→ Source text:
In [12]:
# required libraries
!pip install transformers datasets --quiet
!pip install matplotlib rouge-score --quiet
!pip install sentencepiece --quiet
!pip install accelerate -U --quiet

In [13]:
from datasets import load_dataset
from transformers import PegasusForConditionalGeneration, PegasusTokenizer, Trainer, TrainingArguments
from datasets import load_dataset, load_metric, DatasetDict, load_from_disk
import numpy as np
import matplotlib.pyplot as plt
from google.colab import drive
from rouge_score import rouge_scorer
import os
import gc
import torch
import json

In [None]:
# drive to store the trained model and datasets
drive.mount('/content/drive')

In [None]:
# Check if CUDA is available and set the device accordingly
#device = torch.device('cuda' if torch.cuda.is_available() else 'cpu')
#print(f'Using device: {device}')

In [None]:
# Set up model
model_name = 'google/pegasus-cnn_dailymail'
tokenizer = PegasusTokenizer.from_pretrained(model_name)
model = PegasusForConditionalGeneration.from_pretrained(model_name)

In [16]:
# Function to tokenize the dataset
def tokenize_function(examples):
    model_inputs = tokenizer(examples["article"], max_length=1024, truncation=True, padding="max_length")
    with tokenizer.as_target_tokenizer():
        labels = tokenizer(examples["highlights"], max_length=128, truncation=True, padding="max_length")
    model_inputs["labels"] = labels["input_ids"]
    return model_inputs

# Load and tokenize the dataset
tokenized_dataset_path = '/content/drive/MyDrive/Pegasus/tokenized_datasets'  # Adjust the path as needed
if os.path.exists(tokenized_dataset_path):
    tokenized_datasets = DatasetDict.load_from_disk(tokenized_dataset_path)
else:
    # Load dataset
    dataset_path = '/content/drive/MyDrive/Pegasus/dataset'
    if os.path.exists(dataset_path):
      dataset = load_from_disk(dataset_path)
    else:
      dataset = load_dataset("cnn_dailymail", "3.0.0")
      dataset.save_to_disk(dataset_path)
    dataset['train'] = dataset['train'].select(range(10000))
    dataset['validation'] = dataset['validation'].select(range(2000))
    dataset['test'] = dataset['test'].select(range(100))

→ Data rows:
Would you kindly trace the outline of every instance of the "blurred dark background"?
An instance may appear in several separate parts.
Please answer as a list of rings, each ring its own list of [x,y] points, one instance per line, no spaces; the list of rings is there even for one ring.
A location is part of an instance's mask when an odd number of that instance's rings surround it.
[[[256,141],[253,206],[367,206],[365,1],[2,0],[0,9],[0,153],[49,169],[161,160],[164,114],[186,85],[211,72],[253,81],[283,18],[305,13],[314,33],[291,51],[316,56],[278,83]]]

→ Exercise requirements:
1: From the Pegasus notebook above, write out the passage that begins at the words "# Load and tokenize" and stops after the words "dataset.save_to_disk(dataset_path)".
2: In the Pegasus notebook, what max_length value is passed to the tokenizer for the "highlights" field?
3: Proceed with the Pegasus notebook above, starting after its final line.

→ Results for the exercise:
1:
# Load and tokenize the dataset
tokenized_dataset_path = '/content/drive/MyDrive/Pegasus/tokenized_datasets'  # Adjust the path as needed
if os.path.exists(tokenized_dataset_path):
    tokenized_datasets = DatasetDict.load_from_disk(tokenized_dataset_path)
else:
    # Load dataset
    dataset_path = '/content/drive/MyDrive/Pegasus/dataset'
    if os.path.exists(dataset_path):
      dataset = load_from_disk(dataset_path)
    else:
      dataset = load_dataset("cnn_dailymail", "3.0.0")
      dataset.save_to_disk(dataset_path)

2: 128

3:
    # Tokenize dataset
    tokenized_datasets = dataset.map(tokenize_function, batched=True)
    tokenized_datasets.save_to_disk(tokenized_dataset_path)

In [None]:
# hyper parameters for the fine-tuning of the model
training_args = TrainingArguments(
    output_dir="model_results",
    num_train_epochs=1,
    per_device_train_batch_size=4,
    per_device_eval_batch_size=4,
    learning_rate=5e-5,
    warmup_steps=500,
    weight_decay=0.01,
    evaluation_strategy="epoch",
    logging_dir="logs",
)

In [None]:
# Initialize the Trainer which trains and validates the model
trainer = Trainer(
    model=model,
    args=training_args,
    train_dataset=tokenized_datasets["train"],
    eval_dataset=tokenized_datasets["validation"],
)

In [None]:
# Train the model
trainer.train()



In [None]:
# path to save the models and hyperparameters
model_path = '/content/drive/MyDrive/Pegasus/model'

In [None]:
# Save the fine-tuned model
model.save_pretrained(model_path)

In [None]:
# saving the tokenizer
tokenizer.save_pretrained(model_path)

In [None]:
# saving the hyper parameters to continue fine-tuning
training_args_dict = training_args.to_dict()
with open('/content/drive/MyDrive/Pegasus/training_args.json', 'w') as f:
    json.dump(training_args_dict, f, indent=4)

In [17]:
# loading the saved parameters
with open('/content/drive/MyDrive/Pegasus/training_args.json', 'r') as f:
    loaded_args_dict = json.load(f)
loaded_training_args = TrainingArguments(**loaded_args_dict)

In [18]:
# loading the saved tokenizer and model
tokenizer = PegasusTokenizer.from_pretrained(model_path)
fine_tuned_model = PegasusForConditionalGeneration.from_pretrained(model_path)

In [19]:
# loading the tokenized test dataset for ROGUE score calculation
test_dataset = tokenized_datasets['test']

In [None]:
# generate preidcted summaries for each article in the test dataset
def generate_predictions(batch):
    input_ids = torch.tensor(batch['input_ids'])
    outputs = fine_tuned_model.generate(input_ids, max_length=125, num_beams=5, early_stopping=True)
    batch['predicted_summary'] = tokenizer.batch_decode(outputs, skip_special_tokens=True)
    return batch

result = test_dataset.map(generate_predictions, batched=True)

In [None]:
rouge = load_metric('rouge')

def compute_rouge_scores(outputs, references):
    return rouge.compute(predictions=outputs, references=references, use_aggregator=True, use_stemmer=True)

# Extract the summaries and the references
decoded_preds = [prediction['predicted_summary'] for prediction in result]
decoded_labels = [tokenizer.decode(label, skip_special_tokens=True) for label in test_dataset['labels']]

# Compute the scores
rouge_scores = compute_rouge_scores(decoded_preds, decoded_labels)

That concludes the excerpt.